__Work instructions__: Every entry, start to finish, should be printed verbatim without pictures.

__Information supplied__:
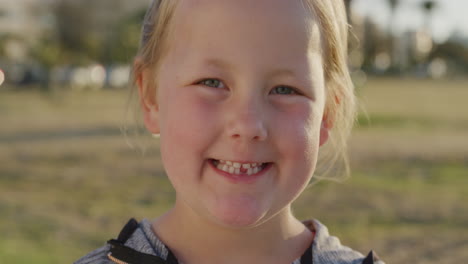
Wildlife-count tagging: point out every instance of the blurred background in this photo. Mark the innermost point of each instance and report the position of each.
(69, 179)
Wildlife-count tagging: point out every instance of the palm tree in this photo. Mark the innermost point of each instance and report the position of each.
(428, 7)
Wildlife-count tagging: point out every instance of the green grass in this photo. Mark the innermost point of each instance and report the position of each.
(69, 180)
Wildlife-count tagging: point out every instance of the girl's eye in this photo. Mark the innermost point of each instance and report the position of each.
(285, 90)
(215, 83)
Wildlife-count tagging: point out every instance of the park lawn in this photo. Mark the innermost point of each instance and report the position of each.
(69, 179)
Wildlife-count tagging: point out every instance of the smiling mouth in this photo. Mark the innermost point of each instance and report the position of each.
(237, 168)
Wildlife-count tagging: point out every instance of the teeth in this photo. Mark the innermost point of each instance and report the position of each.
(239, 168)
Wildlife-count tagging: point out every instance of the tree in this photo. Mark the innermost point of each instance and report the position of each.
(428, 7)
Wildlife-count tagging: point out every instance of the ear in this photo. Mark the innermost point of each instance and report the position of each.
(147, 96)
(325, 128)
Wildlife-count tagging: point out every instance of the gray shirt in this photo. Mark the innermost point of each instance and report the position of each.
(326, 249)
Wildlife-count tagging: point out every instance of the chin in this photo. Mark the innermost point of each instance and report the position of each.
(241, 215)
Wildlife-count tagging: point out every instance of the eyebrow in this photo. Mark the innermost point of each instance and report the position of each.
(217, 63)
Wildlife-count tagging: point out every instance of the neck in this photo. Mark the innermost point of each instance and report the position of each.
(193, 239)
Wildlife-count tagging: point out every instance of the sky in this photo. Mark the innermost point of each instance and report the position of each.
(448, 17)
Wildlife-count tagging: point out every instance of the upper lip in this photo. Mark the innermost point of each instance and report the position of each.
(240, 161)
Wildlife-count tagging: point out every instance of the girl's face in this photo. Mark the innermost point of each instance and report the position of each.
(240, 100)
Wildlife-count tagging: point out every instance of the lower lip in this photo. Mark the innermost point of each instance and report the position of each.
(242, 178)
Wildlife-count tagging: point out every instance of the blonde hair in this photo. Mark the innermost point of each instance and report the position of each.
(340, 100)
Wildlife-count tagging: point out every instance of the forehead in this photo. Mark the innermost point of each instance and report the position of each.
(250, 35)
(278, 19)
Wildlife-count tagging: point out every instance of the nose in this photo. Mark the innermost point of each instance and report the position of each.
(247, 122)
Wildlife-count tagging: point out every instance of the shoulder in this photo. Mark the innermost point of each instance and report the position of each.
(328, 249)
(141, 239)
(98, 256)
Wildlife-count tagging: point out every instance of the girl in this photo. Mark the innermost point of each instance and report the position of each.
(243, 95)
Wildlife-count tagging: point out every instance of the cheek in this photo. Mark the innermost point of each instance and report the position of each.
(299, 144)
(186, 128)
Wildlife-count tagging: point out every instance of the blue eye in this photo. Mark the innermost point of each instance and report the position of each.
(283, 90)
(215, 83)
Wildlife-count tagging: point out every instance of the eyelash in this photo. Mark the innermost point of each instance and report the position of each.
(291, 91)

__Problem solution__:
Wildlife-count tagging: point out every instance of the blurred background in this photo. Mark the innermost point of each instance and report the position of each.
(69, 179)
Wildlife-count tagging: point out every instance of the palm tree in this photo. Mark the innermost point of each instance and report the position of each.
(428, 7)
Wildlife-count tagging: point out every instance of the green grass in this photo. Mark the innermost point of each instance and report the position of each.
(69, 180)
Wildlife-count tagging: point out every instance of the girl's eye in this photo. Mark the innermost point of each instance and report the position of each.
(285, 90)
(215, 83)
Wildlife-count tagging: point out every instance of the park lawn in this photo. Mark the innermost point of each instance and report the position of each.
(69, 179)
Wildlife-count tagging: point out every instance of the smiling mouth in this photo. Mark the innermost point of each instance and report the position of each.
(237, 168)
Wildlife-count tagging: point out every instance of the teeth in this photo. Mark the innermost point of each instance and report the position of each.
(239, 168)
Wildlife-count tagging: point out every instance of the tree in this photo. Mark the innermost point of each instance and report the position of each.
(428, 7)
Wildlife-count tagging: point out every instance of the ear in this photo. Mark the innermost point of each instance and report the position of each.
(147, 96)
(325, 128)
Wildlife-count tagging: point out every instance of the gray shirt in this photo. Mark the innermost point of each instance and report the position of each.
(326, 249)
Wildlife-count tagging: point out every instance of the chin in this photo. Mark the innermost point of each instance and report the position of each.
(241, 215)
Wildlife-count tagging: point out every instance of the eyebrow in this photo. Mark the innermost point of each instance and report the position of each.
(217, 63)
Wildlife-count tagging: point out every instance of the neck in this photo. Mark the innermost point of each instance and report the position of each.
(193, 239)
Wildlife-count tagging: point out every instance of the sky in this photo. Mark the innermost point of each instance and report the position of each.
(448, 17)
Wildlife-count tagging: point out every instance of the upper lip in this photo. Mark the innermost point of each instance and report the position of each.
(240, 161)
Wildlife-count tagging: point out every instance of the girl's face in this photo. Mark the innermost point of each instance and report the position of each.
(240, 100)
Wildlife-count tagging: point out every instance of the lower lip in this photo. Mark the innermost point of each instance and report the position of each.
(242, 178)
Wildlife-count tagging: point out every instance of the blonde hair in this photo. Mark the innermost point of each instance and report the position of each.
(340, 100)
Wildlife-count tagging: point out every instance of the forehead in this photo. Mark the innermost point of each instance and report the position of each.
(250, 35)
(278, 19)
Wildlife-count tagging: point out every instance of the nose in this photo. Mark the innermost point of each instance and report the position of each.
(247, 122)
Wildlife-count tagging: point out every instance of the shoulder in this photo. Mark the innermost point of each instance and report the position of each.
(328, 249)
(141, 239)
(98, 256)
Wildlife-count tagging: point out every instance of the girl in this photo. Mark the innermost point of each instance and report the position of each.
(243, 95)
Wildlife-count tagging: point out every instance of the cheek in this photo. Mark the innermost point of each instance and report the position of each.
(299, 144)
(186, 128)
Wildlife-count tagging: point out every instance of the blue eye in this photo. Mark the innermost point of each instance and report the position of each.
(283, 90)
(215, 83)
Wildlife-count tagging: point out every instance of the eyelash in this photo. Mark the innermost point of each instance and report the position of each.
(291, 91)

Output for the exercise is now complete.